Copy out, word for word, the lines in the records below, starting at the line that has "the tattoo on" and stopping after the line that has "Target: tattoo on forearm", and set down nothing else.

* * *

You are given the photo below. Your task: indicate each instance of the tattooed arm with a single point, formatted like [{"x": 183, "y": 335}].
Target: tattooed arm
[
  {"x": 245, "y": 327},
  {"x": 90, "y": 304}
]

* * *

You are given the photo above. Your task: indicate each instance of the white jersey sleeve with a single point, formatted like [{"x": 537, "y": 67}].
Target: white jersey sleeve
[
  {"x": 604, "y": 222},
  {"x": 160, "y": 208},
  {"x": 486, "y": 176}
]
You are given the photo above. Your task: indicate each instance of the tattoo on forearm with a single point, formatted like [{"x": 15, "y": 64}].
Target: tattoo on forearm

* * *

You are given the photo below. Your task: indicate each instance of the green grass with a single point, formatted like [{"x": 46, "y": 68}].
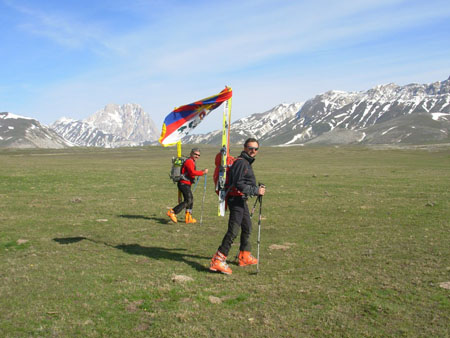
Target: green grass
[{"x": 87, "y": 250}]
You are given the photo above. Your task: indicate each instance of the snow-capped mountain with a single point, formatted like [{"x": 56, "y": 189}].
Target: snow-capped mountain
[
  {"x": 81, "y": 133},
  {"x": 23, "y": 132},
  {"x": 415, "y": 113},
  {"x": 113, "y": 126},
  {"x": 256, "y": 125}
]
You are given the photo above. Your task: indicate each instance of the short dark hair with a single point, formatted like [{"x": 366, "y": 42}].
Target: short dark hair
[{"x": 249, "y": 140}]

* * *

COMPLETE RESPONSE |
You are given the photo above. Your task: indicate each instance of the tattoo on forearm with a single point, formatted like [{"x": 15, "y": 64}].
Target: tattoo on forearm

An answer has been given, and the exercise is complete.